Copy every row below word for word, leaving out the pictures.

***

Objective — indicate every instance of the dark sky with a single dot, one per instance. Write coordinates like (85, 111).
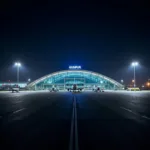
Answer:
(45, 37)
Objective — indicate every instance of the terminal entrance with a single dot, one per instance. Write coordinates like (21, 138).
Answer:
(69, 82)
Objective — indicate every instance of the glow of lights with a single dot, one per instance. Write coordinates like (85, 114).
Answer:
(18, 64)
(135, 63)
(74, 67)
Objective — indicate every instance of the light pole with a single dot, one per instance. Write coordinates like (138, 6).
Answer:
(18, 65)
(122, 81)
(134, 64)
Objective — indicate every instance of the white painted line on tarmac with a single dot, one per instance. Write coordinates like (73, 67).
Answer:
(71, 130)
(134, 113)
(128, 110)
(76, 126)
(19, 110)
(146, 117)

***

** ANSWER **
Objective — indicate every instance of the dark sky with a single dot, one per instance. Write coordinates like (85, 111).
Answer:
(45, 37)
Objective — indicate every instance of the terminal entrance with a single dot, one per instance. Write coordinates like (21, 138).
Answer:
(69, 82)
Objective — indicate every instance of the glow of lights with a single dot, one per instance. Write coordinates like (85, 114).
Answer:
(18, 64)
(135, 63)
(74, 67)
Objective — indicate every instance of the light pole with a single dot, one per instance. Write coordinates like (138, 6).
Answer:
(18, 65)
(122, 81)
(134, 64)
Objective — indicate every instance of the white painted line on tarmac with a single dot, one per instance. Write coordinates like (73, 67).
Answer:
(71, 130)
(134, 113)
(128, 110)
(76, 126)
(19, 110)
(146, 117)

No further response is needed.